- [WHAT YOU ARE ASKED TO DO] Print every line of the data below from the line containing "subject: metal railing" down through the last line, both included, and reproduce each line character for character.

- [PROVIDED RECORDS]

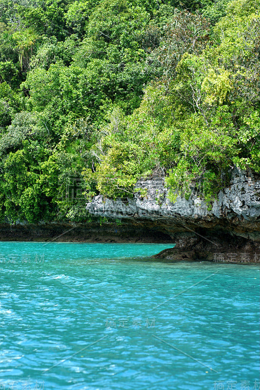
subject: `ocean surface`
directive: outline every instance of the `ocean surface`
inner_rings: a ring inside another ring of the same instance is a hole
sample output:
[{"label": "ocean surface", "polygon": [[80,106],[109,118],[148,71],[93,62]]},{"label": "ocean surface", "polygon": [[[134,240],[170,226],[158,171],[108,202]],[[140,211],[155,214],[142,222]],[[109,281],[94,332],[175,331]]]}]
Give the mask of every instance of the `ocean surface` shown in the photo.
[{"label": "ocean surface", "polygon": [[259,390],[260,267],[0,242],[0,389]]}]

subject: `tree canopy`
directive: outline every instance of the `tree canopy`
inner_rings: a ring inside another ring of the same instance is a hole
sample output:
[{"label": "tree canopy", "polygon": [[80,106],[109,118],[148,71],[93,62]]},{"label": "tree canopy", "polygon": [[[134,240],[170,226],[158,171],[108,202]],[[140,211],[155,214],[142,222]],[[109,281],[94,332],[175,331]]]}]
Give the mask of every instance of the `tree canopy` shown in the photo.
[{"label": "tree canopy", "polygon": [[210,207],[259,172],[260,20],[256,0],[0,0],[2,221],[86,220],[153,176]]}]

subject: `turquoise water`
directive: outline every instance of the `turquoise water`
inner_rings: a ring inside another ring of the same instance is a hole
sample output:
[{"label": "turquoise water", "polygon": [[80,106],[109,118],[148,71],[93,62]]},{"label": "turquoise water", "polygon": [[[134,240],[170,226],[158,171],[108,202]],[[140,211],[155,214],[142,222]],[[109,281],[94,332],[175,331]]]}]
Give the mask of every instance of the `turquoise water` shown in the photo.
[{"label": "turquoise water", "polygon": [[259,267],[170,246],[0,243],[0,389],[259,389]]}]

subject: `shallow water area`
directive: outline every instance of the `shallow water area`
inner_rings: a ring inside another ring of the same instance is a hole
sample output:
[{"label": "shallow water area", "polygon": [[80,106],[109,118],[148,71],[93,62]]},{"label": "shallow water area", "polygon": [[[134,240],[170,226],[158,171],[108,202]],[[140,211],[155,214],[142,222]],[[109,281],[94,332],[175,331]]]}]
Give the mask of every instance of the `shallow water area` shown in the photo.
[{"label": "shallow water area", "polygon": [[0,242],[0,389],[259,389],[259,266],[172,246]]}]

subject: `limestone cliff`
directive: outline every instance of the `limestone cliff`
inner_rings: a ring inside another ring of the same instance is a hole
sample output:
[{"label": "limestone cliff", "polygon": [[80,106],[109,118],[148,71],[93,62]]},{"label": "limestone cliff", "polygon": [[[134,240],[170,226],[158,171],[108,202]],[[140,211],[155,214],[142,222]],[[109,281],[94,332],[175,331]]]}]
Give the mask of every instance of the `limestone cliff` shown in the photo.
[{"label": "limestone cliff", "polygon": [[236,170],[209,208],[196,193],[188,200],[179,196],[171,202],[163,178],[140,180],[136,188],[145,195],[139,191],[132,198],[116,200],[99,195],[87,210],[119,219],[123,226],[170,235],[177,245],[160,257],[245,263],[260,259],[260,177]]}]

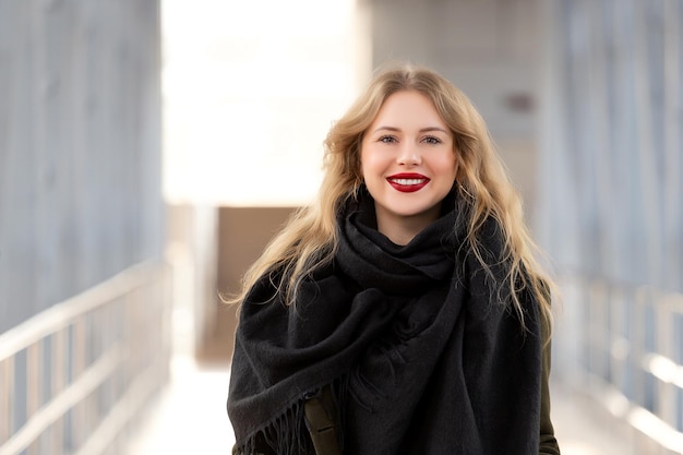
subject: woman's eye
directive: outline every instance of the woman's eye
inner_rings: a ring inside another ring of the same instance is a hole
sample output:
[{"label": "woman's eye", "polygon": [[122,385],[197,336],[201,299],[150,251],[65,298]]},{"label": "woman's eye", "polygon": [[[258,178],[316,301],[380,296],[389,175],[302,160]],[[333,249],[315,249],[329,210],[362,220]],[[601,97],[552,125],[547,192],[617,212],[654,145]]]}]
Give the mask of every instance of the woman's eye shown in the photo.
[{"label": "woman's eye", "polygon": [[441,144],[441,140],[436,136],[427,136],[424,137],[424,142],[428,144]]}]

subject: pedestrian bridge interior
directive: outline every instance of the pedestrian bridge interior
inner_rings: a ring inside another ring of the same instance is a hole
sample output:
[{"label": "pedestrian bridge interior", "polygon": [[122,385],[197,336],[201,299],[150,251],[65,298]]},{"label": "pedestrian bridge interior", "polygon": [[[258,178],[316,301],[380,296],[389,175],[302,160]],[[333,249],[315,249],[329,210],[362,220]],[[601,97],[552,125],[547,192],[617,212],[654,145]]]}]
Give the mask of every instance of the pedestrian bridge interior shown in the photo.
[{"label": "pedestrian bridge interior", "polygon": [[548,254],[562,453],[683,454],[682,27],[680,0],[0,2],[0,455],[230,453],[220,295],[404,60],[480,110]]}]

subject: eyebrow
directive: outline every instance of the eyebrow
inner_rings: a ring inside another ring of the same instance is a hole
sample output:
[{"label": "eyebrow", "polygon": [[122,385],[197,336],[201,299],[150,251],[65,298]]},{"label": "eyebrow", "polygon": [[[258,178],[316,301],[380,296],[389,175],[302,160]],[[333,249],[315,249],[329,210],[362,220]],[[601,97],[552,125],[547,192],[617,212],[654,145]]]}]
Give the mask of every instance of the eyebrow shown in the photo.
[{"label": "eyebrow", "polygon": [[[396,128],[396,127],[378,127],[374,129],[373,133],[376,133],[378,131],[396,131],[399,132],[400,128]],[[420,128],[419,132],[420,133],[427,133],[430,131],[441,131],[442,133],[445,134],[450,134],[448,131],[444,130],[443,128],[440,127],[426,127],[426,128]]]}]

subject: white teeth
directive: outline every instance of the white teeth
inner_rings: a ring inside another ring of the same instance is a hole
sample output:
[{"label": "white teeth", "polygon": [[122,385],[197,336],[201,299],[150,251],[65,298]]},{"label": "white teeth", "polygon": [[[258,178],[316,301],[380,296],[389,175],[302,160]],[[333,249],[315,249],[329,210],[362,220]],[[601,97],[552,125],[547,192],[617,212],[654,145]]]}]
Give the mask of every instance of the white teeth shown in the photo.
[{"label": "white teeth", "polygon": [[394,183],[398,184],[420,184],[424,181],[424,179],[392,179]]}]

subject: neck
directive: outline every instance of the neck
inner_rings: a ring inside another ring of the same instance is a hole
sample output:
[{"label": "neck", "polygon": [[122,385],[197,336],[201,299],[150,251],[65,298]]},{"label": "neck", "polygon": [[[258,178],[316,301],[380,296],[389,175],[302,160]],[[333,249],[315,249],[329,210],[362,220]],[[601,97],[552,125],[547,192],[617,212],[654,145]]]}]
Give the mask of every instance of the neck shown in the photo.
[{"label": "neck", "polygon": [[402,216],[383,211],[375,204],[378,230],[392,242],[406,246],[430,224],[439,218],[441,207],[438,205],[429,212],[412,216]]}]

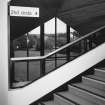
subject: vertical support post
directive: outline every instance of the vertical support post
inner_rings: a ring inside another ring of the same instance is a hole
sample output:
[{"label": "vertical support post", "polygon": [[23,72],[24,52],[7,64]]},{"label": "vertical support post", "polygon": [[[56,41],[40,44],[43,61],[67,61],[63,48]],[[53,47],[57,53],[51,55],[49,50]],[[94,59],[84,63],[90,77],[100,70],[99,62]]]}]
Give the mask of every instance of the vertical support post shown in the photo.
[{"label": "vertical support post", "polygon": [[87,51],[87,39],[84,40],[84,52]]},{"label": "vertical support post", "polygon": [[[10,2],[8,3],[8,55],[9,55],[9,60],[10,60],[10,57],[14,57],[15,54],[14,54],[14,45],[13,45],[13,39],[12,37],[10,36]],[[11,61],[9,61],[9,79],[10,79],[10,87],[12,87],[13,83],[16,82],[15,80],[15,64]]]},{"label": "vertical support post", "polygon": [[[70,26],[66,25],[67,29],[67,43],[70,43]],[[67,62],[70,61],[70,48],[66,49],[66,57],[67,57]]]},{"label": "vertical support post", "polygon": [[[57,49],[57,17],[55,17],[55,50]],[[57,67],[57,55],[55,54],[55,68]]]},{"label": "vertical support post", "polygon": [[8,2],[0,0],[0,105],[8,105]]},{"label": "vertical support post", "polygon": [[[26,33],[27,38],[27,57],[29,57],[29,35]],[[27,61],[27,81],[29,81],[29,61]]]},{"label": "vertical support post", "polygon": [[[40,56],[44,56],[44,23],[41,23],[40,28]],[[45,59],[40,61],[40,76],[45,75]]]},{"label": "vertical support post", "polygon": [[92,49],[92,36],[90,36],[89,38],[89,50]]}]

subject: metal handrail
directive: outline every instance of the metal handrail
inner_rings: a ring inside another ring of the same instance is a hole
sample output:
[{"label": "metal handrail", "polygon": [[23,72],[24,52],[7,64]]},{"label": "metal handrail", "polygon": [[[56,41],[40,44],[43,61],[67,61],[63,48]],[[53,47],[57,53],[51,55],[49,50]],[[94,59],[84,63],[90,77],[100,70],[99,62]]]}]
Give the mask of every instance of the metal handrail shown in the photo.
[{"label": "metal handrail", "polygon": [[45,55],[45,56],[37,56],[37,57],[17,57],[17,58],[15,57],[15,58],[10,58],[10,60],[11,60],[12,62],[44,60],[44,59],[46,59],[46,58],[48,58],[48,57],[50,57],[50,56],[52,56],[52,55],[54,55],[54,54],[56,54],[56,53],[58,53],[58,52],[60,52],[60,51],[66,49],[67,47],[70,47],[70,46],[72,46],[73,44],[76,44],[76,43],[78,43],[79,41],[88,38],[89,36],[93,35],[94,33],[98,32],[98,31],[100,31],[100,30],[102,30],[102,29],[104,29],[104,28],[105,28],[105,26],[102,26],[102,27],[100,27],[100,28],[98,28],[98,29],[96,29],[96,30],[94,30],[94,31],[92,31],[92,32],[90,32],[90,33],[88,33],[88,34],[82,36],[81,38],[79,38],[79,39],[77,39],[77,40],[75,40],[75,41],[73,41],[73,42],[70,42],[70,43],[68,43],[68,44],[66,44],[66,45],[64,45],[64,46],[62,46],[62,47],[60,47],[59,49],[56,49],[55,51],[53,51],[53,52],[51,52],[51,53],[48,53],[48,54]]}]

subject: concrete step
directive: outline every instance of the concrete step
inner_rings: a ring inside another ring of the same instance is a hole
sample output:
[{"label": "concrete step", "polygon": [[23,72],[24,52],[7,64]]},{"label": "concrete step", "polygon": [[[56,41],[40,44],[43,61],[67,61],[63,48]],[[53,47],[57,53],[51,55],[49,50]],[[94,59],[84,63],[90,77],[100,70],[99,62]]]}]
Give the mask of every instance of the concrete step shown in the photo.
[{"label": "concrete step", "polygon": [[94,103],[95,105],[105,105],[105,98],[102,98],[100,96],[92,94],[92,93],[85,91],[83,89],[77,88],[75,86],[69,85],[69,92],[71,94],[80,96],[83,99],[88,100],[91,103]]},{"label": "concrete step", "polygon": [[105,76],[87,75],[86,77],[92,78],[94,80],[102,81],[105,83]]},{"label": "concrete step", "polygon": [[76,102],[61,96],[60,93],[65,94],[66,92],[59,92],[54,94],[54,101],[57,105],[78,105]]},{"label": "concrete step", "polygon": [[22,86],[25,86],[27,84],[29,84],[31,81],[22,81],[22,82],[16,82],[16,83],[13,83],[13,87],[16,88],[16,87],[22,87]]},{"label": "concrete step", "polygon": [[105,91],[105,83],[99,80],[95,80],[93,78],[89,78],[86,76],[82,76],[82,82],[86,85],[89,85],[91,87],[101,89]]},{"label": "concrete step", "polygon": [[95,95],[98,95],[98,96],[101,96],[101,97],[105,98],[105,91],[104,90],[97,89],[95,87],[86,85],[83,82],[81,82],[81,83],[73,83],[71,85],[76,86],[76,87],[78,87],[80,89],[86,90],[86,91],[91,92],[91,93],[93,93]]},{"label": "concrete step", "polygon": [[72,102],[74,105],[98,105],[95,103],[91,103],[78,95],[72,94],[68,91],[66,92],[59,92],[55,95],[55,99],[59,100],[62,104],[59,105],[72,105],[72,104],[64,104],[65,101]]},{"label": "concrete step", "polygon": [[105,70],[102,69],[94,69],[94,75],[98,77],[102,77],[105,80]]},{"label": "concrete step", "polygon": [[46,101],[46,102],[40,103],[39,105],[57,105],[57,104],[55,104],[54,101]]}]

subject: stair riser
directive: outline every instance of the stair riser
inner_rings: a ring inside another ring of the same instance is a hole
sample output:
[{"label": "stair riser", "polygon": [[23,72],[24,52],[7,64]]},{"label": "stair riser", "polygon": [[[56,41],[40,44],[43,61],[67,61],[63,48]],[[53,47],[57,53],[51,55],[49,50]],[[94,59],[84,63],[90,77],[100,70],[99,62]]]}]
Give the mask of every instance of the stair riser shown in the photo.
[{"label": "stair riser", "polygon": [[82,98],[85,98],[90,102],[97,103],[98,105],[105,105],[105,100],[103,100],[99,97],[96,97],[95,95],[92,95],[89,92],[85,92],[83,90],[80,90],[80,89],[75,88],[75,87],[70,86],[70,85],[69,85],[69,92],[71,94],[75,94],[75,95],[78,95]]},{"label": "stair riser", "polygon": [[94,75],[105,78],[105,72],[103,72],[102,70],[99,71],[96,69]]},{"label": "stair riser", "polygon": [[82,78],[82,82],[86,85],[95,87],[97,89],[105,90],[105,84],[102,84],[101,82],[94,81],[94,80],[88,79],[88,78]]},{"label": "stair riser", "polygon": [[75,105],[74,103],[72,103],[56,94],[54,94],[54,102],[56,103],[56,105]]},{"label": "stair riser", "polygon": [[[81,84],[83,84],[83,83],[81,83]],[[105,92],[103,92],[102,90],[100,91],[99,89],[96,89],[96,88],[93,88],[93,87],[88,87],[87,88],[86,85],[78,85],[78,84],[72,84],[72,85],[105,98]]]}]

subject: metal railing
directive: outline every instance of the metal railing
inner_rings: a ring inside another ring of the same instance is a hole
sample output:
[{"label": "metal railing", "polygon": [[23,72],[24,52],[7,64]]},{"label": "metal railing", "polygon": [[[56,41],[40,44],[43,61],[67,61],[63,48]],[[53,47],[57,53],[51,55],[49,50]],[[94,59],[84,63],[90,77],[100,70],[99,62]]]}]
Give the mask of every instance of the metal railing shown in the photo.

- [RESULT BELOW]
subject: metal railing
directive: outline every instance of the metal railing
inner_rings: a ring inside another ring of the same instance is a hole
sample output:
[{"label": "metal railing", "polygon": [[23,72],[24,52],[7,64]]},{"label": "metal railing", "polygon": [[[56,41],[40,44],[43,61],[67,61],[63,48]],[[53,47],[57,53],[51,55],[49,50]],[[94,59],[84,63],[90,77],[100,70],[99,62]]]}]
Give the mask of every instance of the metal railing shown in the photo.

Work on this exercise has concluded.